> **Exercise goal**: Write out the whole listing word for word.

[[ Entries provided, beginning ]]

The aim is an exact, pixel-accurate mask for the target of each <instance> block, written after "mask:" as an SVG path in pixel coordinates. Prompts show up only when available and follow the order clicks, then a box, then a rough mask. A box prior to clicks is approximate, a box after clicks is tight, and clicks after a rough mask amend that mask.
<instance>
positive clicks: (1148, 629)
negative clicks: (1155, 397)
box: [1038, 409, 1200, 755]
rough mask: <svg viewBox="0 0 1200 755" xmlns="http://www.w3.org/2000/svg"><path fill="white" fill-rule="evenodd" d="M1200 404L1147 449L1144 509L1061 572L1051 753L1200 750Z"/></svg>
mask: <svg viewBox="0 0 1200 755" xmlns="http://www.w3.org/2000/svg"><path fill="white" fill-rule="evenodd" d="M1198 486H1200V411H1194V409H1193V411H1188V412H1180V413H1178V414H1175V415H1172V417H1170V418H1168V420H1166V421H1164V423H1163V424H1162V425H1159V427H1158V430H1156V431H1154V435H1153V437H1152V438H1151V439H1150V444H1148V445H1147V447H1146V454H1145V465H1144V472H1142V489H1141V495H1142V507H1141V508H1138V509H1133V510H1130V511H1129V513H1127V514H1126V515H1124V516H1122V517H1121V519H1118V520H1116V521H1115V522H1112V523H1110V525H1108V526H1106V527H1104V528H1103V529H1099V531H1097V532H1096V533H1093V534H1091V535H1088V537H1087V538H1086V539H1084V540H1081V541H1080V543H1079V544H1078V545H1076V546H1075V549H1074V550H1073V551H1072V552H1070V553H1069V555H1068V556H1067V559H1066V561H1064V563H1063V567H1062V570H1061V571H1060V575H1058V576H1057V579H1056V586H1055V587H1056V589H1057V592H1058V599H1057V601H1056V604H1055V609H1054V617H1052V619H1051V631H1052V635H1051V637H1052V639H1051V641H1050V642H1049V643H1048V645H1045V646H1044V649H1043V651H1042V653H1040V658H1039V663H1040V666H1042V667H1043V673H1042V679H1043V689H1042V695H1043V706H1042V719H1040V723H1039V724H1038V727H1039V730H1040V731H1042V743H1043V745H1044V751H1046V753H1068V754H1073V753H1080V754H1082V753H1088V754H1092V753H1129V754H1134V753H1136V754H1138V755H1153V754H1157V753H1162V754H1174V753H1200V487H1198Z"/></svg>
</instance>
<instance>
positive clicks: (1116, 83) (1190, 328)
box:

[[ Entries provided, end ]]

> **Completed task**:
The aim is an exact, pixel-accurate mask for the target of each <instance> block, written after "mask:" as an SVG path in pixel coordinates. Prompts show up only when available and follow the order clicks, then a box, then a rough mask. A box prior to clicks is approximate, a box after clicks is tight, and clicks after a rough mask amend that mask.
<instance>
positive clicks: (1148, 629)
negative clicks: (1155, 397)
box: [1038, 409, 1200, 755]
rough mask: <svg viewBox="0 0 1200 755" xmlns="http://www.w3.org/2000/svg"><path fill="white" fill-rule="evenodd" d="M1200 404L1147 449L1144 509L1061 572L1051 753L1200 750Z"/></svg>
mask: <svg viewBox="0 0 1200 755" xmlns="http://www.w3.org/2000/svg"><path fill="white" fill-rule="evenodd" d="M1198 486H1200V411H1194V409H1193V411H1188V412H1180V413H1178V414H1175V415H1172V417H1170V418H1168V420H1166V421H1164V423H1163V424H1162V425H1159V427H1158V430H1156V431H1154V435H1153V437H1152V438H1151V439H1150V444H1148V445H1147V447H1146V454H1145V465H1144V472H1142V489H1141V495H1142V507H1141V508H1138V509H1133V510H1130V511H1129V513H1127V514H1126V515H1124V516H1122V517H1121V519H1118V520H1116V521H1115V522H1112V523H1110V525H1108V526H1106V527H1104V528H1103V529H1099V531H1097V532H1096V533H1093V534H1091V535H1088V537H1087V538H1086V539H1084V540H1081V541H1080V543H1079V544H1078V545H1076V546H1075V549H1074V550H1073V551H1072V552H1070V553H1069V555H1068V556H1067V559H1066V561H1064V563H1063V567H1062V570H1061V571H1060V575H1058V576H1057V579H1056V586H1055V587H1056V589H1057V592H1058V599H1057V601H1056V604H1055V609H1054V617H1052V619H1051V631H1052V635H1051V637H1052V639H1051V641H1050V642H1049V643H1048V645H1045V646H1044V649H1043V651H1042V653H1040V658H1039V663H1040V666H1042V667H1043V673H1042V679H1043V689H1042V695H1043V706H1042V719H1040V723H1039V724H1038V727H1039V730H1040V731H1042V743H1043V745H1044V751H1046V753H1068V754H1073V753H1080V754H1082V753H1088V754H1092V753H1129V754H1134V753H1136V754H1138V755H1153V754H1157V753H1162V754H1174V753H1200V487H1198Z"/></svg>
</instance>
<instance>
positive clicks: (1116, 83) (1190, 328)
box:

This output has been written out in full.